====== Available records ======

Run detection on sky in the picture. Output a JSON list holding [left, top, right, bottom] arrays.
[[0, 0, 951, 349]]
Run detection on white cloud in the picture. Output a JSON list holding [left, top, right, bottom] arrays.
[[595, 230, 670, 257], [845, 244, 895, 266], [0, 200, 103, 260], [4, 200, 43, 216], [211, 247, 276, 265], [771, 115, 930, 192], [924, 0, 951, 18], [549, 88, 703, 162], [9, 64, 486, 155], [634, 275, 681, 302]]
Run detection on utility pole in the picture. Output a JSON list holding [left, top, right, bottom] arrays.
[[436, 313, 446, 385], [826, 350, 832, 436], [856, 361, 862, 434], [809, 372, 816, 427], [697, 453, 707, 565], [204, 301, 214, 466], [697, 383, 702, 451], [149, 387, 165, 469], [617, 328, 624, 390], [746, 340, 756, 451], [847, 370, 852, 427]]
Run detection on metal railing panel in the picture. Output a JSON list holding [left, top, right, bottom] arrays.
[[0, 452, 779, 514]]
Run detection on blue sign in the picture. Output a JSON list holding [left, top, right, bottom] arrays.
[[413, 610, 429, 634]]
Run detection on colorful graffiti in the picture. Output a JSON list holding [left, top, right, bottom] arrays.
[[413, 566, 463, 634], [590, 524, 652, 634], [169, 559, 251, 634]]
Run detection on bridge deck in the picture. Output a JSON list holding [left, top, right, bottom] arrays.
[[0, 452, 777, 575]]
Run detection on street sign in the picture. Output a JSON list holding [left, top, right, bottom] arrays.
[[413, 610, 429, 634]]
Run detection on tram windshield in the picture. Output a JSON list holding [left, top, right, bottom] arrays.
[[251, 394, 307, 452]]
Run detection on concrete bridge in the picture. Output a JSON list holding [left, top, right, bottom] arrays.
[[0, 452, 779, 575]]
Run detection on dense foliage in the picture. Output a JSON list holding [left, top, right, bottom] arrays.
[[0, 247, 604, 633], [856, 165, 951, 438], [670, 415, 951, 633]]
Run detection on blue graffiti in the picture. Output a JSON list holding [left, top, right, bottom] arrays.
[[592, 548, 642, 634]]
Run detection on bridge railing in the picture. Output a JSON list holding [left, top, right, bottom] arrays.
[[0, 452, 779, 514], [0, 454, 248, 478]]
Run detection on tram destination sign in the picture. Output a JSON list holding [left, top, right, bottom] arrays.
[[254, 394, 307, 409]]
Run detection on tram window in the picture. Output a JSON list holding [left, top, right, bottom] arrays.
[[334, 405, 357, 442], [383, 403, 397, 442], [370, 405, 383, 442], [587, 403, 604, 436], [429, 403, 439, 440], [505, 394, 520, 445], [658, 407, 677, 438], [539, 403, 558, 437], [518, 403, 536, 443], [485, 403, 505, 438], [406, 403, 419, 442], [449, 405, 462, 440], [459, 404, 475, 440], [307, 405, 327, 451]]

======

Format every line of the records above as a Markdown table with the columns No. and Line. Number the rows in order and leave out blank lines.

## Full response
| No. | Line |
|---|---|
| 1 | Run detection on sky in the picture. Output a JSON list holding [left, top, right, bottom] arrays. |
| 2 | [[0, 0, 951, 349]] |
| 3 | Run detection on white cloud in the picture. Output a JSON list holding [left, top, right, bottom] arrays. |
| 4 | [[595, 230, 670, 257], [845, 244, 895, 266], [0, 200, 103, 260], [4, 200, 43, 216], [211, 247, 276, 265], [771, 115, 930, 192], [924, 0, 951, 18], [549, 88, 703, 162], [9, 64, 486, 155], [634, 275, 681, 302]] |
| 5 | Run detection on utility pole in the picture. Output a JSON list holding [left, top, right, bottom] arrays. |
| 6 | [[436, 313, 446, 385], [826, 350, 832, 436], [856, 361, 862, 434], [809, 372, 816, 427], [697, 453, 707, 565], [204, 301, 214, 466], [697, 383, 702, 451], [149, 387, 165, 469], [617, 328, 624, 390], [746, 340, 756, 451], [847, 370, 852, 427]] |
| 7 | Run detection on metal railing panel in the picture. Output a JSON list holding [left, top, right, bottom] arrays. |
| 8 | [[0, 452, 779, 514]] |
| 9 | Run detection on blue sign in the picture. Output a JSON list holding [left, top, right, bottom] arrays. |
| 10 | [[413, 610, 429, 634]] |
| 11 | Run detection on colorful graffiti in the picture. Output a JSON list holding [left, top, right, bottom] arrays. |
| 12 | [[413, 566, 463, 634], [590, 524, 652, 634], [169, 559, 251, 634]] |
| 13 | Run detection on bridge deck in the picture. Output a JSON list holding [left, top, right, bottom] arrays. |
| 14 | [[0, 452, 777, 575]] |
| 15 | Run detection on street sign in the picture. Output a JSON list holding [left, top, right, bottom] arrays. |
| 16 | [[413, 610, 429, 634]] |
| 17 | Run detection on tram windshield in the picture. Output a JSON list holding [left, top, right, bottom] arrays. |
| 18 | [[251, 394, 307, 452]] |
| 19 | Run detection on concrete bridge in the picture. Output a JSON list holding [left, top, right, bottom] arrays. |
| 20 | [[0, 452, 779, 575]] |
| 21 | Run detection on dense foliage in the picture. Output a JSON list holding [left, top, right, bottom] arrays. |
| 22 | [[0, 247, 604, 633], [856, 165, 951, 438], [670, 415, 951, 633]] |
| 23 | Run detection on blue graffiti in the picture. Output a JSON list holding [left, top, right, bottom] arrays. |
| 24 | [[592, 548, 642, 634]] |
| 25 | Run detection on bridge railing in the picture. Output a JSON list holding [left, top, right, bottom] arrays. |
| 26 | [[0, 452, 779, 514], [0, 454, 248, 478]] |
| 27 | Run detection on tram destination sign in the picture. Output a JSON list holding [left, top, right, bottom] arrays. |
| 28 | [[254, 394, 307, 409]] |
| 29 | Run detection on tram window in the picture. Output a JSON list holding [left, top, right, bottom] arrays. |
| 30 | [[334, 405, 357, 442], [383, 403, 397, 442], [370, 405, 383, 442], [587, 403, 604, 436], [429, 403, 439, 440], [505, 394, 520, 445], [658, 407, 677, 438], [539, 403, 558, 437], [518, 403, 536, 443], [485, 403, 505, 438], [406, 403, 419, 442], [449, 405, 462, 440], [459, 404, 475, 440], [307, 405, 327, 451]] |